↓

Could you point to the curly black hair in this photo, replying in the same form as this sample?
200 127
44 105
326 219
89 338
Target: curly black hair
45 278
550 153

↑

**THE TASK:**
Write out every item above word for word, changing nothing.

**SOLUTION TO THIS TASK:**
Could you point to the curly black hair in this photo, replying in the same form as this sample?
200 127
44 105
326 219
89 338
Target: curly black hair
45 278
550 153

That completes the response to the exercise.